____ Material provided

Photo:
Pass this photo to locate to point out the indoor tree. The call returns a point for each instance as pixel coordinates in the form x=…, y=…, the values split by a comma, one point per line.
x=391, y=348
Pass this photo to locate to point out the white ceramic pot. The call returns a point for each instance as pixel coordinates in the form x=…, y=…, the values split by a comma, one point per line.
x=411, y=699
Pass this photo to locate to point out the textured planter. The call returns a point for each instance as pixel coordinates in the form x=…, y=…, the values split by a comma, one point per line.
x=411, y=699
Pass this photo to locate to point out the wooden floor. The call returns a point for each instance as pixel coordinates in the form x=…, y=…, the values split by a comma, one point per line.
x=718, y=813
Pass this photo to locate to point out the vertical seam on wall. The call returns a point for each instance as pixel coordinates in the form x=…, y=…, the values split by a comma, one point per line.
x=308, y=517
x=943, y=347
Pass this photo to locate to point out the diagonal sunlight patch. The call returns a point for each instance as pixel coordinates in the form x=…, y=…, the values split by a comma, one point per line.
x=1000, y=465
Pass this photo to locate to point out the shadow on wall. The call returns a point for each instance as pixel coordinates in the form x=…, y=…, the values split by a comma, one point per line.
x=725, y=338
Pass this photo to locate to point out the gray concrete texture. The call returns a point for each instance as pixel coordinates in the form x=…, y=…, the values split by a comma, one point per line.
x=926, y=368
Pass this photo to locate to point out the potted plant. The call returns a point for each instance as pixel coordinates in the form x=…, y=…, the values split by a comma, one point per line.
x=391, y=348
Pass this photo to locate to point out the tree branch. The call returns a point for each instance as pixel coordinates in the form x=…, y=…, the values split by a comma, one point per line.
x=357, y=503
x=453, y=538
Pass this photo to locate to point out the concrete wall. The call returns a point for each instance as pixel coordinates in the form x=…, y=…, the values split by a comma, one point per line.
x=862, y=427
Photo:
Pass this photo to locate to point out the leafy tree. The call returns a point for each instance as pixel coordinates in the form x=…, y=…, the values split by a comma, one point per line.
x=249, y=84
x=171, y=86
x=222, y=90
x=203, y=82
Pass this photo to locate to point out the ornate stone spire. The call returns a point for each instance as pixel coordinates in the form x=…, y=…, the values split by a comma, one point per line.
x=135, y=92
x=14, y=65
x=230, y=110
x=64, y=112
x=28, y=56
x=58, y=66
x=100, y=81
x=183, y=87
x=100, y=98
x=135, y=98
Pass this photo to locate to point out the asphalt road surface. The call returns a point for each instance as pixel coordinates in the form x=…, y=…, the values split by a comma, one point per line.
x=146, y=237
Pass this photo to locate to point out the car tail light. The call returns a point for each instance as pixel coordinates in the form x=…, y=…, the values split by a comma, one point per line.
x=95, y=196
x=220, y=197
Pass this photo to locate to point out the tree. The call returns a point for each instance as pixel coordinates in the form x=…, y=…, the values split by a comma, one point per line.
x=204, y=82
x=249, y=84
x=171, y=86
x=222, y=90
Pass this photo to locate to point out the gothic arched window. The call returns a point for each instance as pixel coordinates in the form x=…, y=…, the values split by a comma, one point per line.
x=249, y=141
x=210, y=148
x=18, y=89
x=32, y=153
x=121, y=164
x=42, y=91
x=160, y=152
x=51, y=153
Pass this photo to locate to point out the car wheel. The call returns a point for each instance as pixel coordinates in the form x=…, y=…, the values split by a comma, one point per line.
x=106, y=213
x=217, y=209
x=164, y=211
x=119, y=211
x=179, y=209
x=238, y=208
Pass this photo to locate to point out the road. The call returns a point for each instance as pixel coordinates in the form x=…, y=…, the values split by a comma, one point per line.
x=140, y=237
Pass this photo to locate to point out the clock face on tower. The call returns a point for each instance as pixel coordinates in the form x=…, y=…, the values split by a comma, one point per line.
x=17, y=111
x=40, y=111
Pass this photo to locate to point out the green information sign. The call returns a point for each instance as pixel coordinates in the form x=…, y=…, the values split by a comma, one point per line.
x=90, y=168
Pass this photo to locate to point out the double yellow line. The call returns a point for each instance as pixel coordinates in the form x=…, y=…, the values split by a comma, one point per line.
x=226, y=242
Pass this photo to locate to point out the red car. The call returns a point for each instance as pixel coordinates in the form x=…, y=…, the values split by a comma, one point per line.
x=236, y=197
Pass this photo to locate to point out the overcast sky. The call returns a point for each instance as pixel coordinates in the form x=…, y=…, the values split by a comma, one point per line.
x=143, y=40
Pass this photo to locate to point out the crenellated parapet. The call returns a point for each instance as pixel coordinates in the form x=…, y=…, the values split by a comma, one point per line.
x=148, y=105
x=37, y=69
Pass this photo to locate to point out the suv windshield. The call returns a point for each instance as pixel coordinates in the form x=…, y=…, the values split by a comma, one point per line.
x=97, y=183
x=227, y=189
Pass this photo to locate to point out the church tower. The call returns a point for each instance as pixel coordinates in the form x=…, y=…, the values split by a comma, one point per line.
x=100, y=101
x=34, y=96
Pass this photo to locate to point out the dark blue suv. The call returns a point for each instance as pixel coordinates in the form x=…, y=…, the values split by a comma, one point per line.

________

▶ **Work request**: Return the full listing, character for character.

▶ **Result of the task**:
Photo:
Pass this photo to locate to point out the indoor tree. The call returns a point for each instance as pixel coordinates in the form x=…, y=…, the values split by a comma, one point per line.
x=391, y=348
Pass this photo to locate to point out the white ceramic pot. The call returns a point for each instance as pixel coordinates in the form x=…, y=…, the values split by a comma, one point per line.
x=411, y=699
Pass this photo to locate to point out the textured planter. The call returns a point for each instance as pixel coordinates in the form x=…, y=…, the values split by a comma, one point per line.
x=411, y=699
Pass this photo to locate to point out the wooden floor. The call returns a point for each instance as pixel coordinates in the form x=…, y=…, the values split by a comma, one point per line.
x=718, y=813
Pass this photo to locate to point out the vertical seam on wall. The call returns a point for each instance as pixel coordinates in the form x=…, y=…, the values split by a comma, one point per line.
x=308, y=517
x=943, y=347
Pass this photo to locate to point out the diagonal sunlight patch. The call returns a point for each instance as pixel coordinates in the form x=…, y=…, the values split by a comma, one point per line.
x=1000, y=465
Pass this photo to locate to point out the shadow on wall. The call returns a point for each instance as pixel coordinates in the form x=…, y=…, the values split by a comma, one point per line.
x=725, y=338
Pass this photo to locate to point out the gray concrete texture. The call returns a point for each instance as pixel coordinates in the form x=…, y=…, the values split by a comma, one point per line.
x=926, y=368
Pass this photo to locate to point out the potted plant. The call returns a point for each instance as pixel coordinates in the form x=…, y=…, the values split by a comma, one point per line.
x=391, y=348
Pass this photo to locate to point out the tree branch. The call returns a point for each instance as pixel coordinates in the form x=…, y=…, the values split by a comma, one point per line.
x=357, y=503
x=453, y=538
Pass this photo to locate to point out the concrete wall. The call returns a point for each instance as pixel coordinates in the form x=…, y=…, the values split by a comma, one point per line.
x=862, y=427
Photo:
Pass this photo to locate to point out the leafy tree. The call returns a point for each instance as pixel coordinates in the form x=…, y=…, the values split by a comma, one point per line.
x=249, y=84
x=171, y=86
x=222, y=90
x=203, y=82
Pass this photo to locate to point out the ornate stone spire. The call returns a point for each instance as pixel coordinates in the form x=…, y=…, the values split by a comma, one point per line.
x=135, y=92
x=14, y=65
x=230, y=110
x=64, y=112
x=28, y=56
x=58, y=66
x=100, y=81
x=183, y=87
x=100, y=98
x=135, y=98
Pass this photo to locate to point out the asphalt road surface. The call returns a point for each instance as pixel coordinates in the form x=…, y=…, the values split by a comma, one point per line.
x=146, y=237
Pass this photo to locate to point out the car tail light. The call returns a point for each instance as pixel coordinates in the form x=…, y=…, the values split by a comma, one point per line.
x=95, y=196
x=220, y=197
Pass this photo to locate to point out the tree. The call returns a point for each instance as pixel coordinates in the form x=…, y=…, the values split by a comma, one point per line.
x=204, y=82
x=249, y=84
x=171, y=86
x=222, y=90
Pass this photo to locate to point out the gothic arched window. The call returns a point for each instance as pixel coordinates in the form x=…, y=…, the values split by a comma, one point per line.
x=249, y=141
x=210, y=148
x=18, y=89
x=32, y=153
x=121, y=164
x=42, y=91
x=160, y=152
x=51, y=153
Pass this photo to locate to point out the car wheel. The call returns a point for each instance as pixel coordinates in the form x=…, y=…, the values split by a comma, one point per line.
x=106, y=213
x=217, y=209
x=164, y=211
x=119, y=211
x=179, y=209
x=238, y=208
Pass this photo to locate to point out the road. The call returns a point for each instance as pixel coordinates in the form x=…, y=…, the values split by a comma, one point per line.
x=140, y=237
Pass this photo to locate to point out the clock face on tower. The call returns a point for each instance as pixel coordinates in the form x=…, y=…, the values split by a comma, one point per line.
x=17, y=111
x=40, y=111
Pass this photo to locate to point out the green information sign. The call returns a point for each instance as pixel coordinates in the form x=…, y=…, the values split by a comma, one point per line.
x=90, y=168
Pass this photo to locate to point out the double yellow line. The call returns a point for each instance as pixel coordinates in the form x=…, y=…, the values split by a comma, one point per line.
x=226, y=242
Pass this photo to locate to point out the red car. The call returns a point for each instance as pixel coordinates in the form x=…, y=…, the values split by a comma, one point per line.
x=236, y=197
Pass this photo to locate to point out the overcast sky. The call returns a point for each instance as pixel coordinates in the form x=…, y=…, the values split by a comma, one point per line.
x=143, y=40
Pass this photo to locate to point out the crenellated parapet. The call returns a point for each instance as pixel coordinates in the form x=…, y=…, the values split by a comma, one point per line.
x=148, y=105
x=37, y=69
Pass this photo to locate to point out the suv windshield. The call returns a point for each instance as pixel coordinates in the form x=…, y=…, the values split by a comma, one point per line.
x=97, y=183
x=227, y=189
Pass this photo to locate to point out the church tower. The call returns a point for each instance as pixel coordinates in the form x=…, y=…, the values split by a comma, one point per line.
x=100, y=101
x=34, y=96
Pass this photo to locate to point out the dark blue suv. The call returns a point for each instance as pixel coordinates in the form x=…, y=…, the values split by a comma, one point per line.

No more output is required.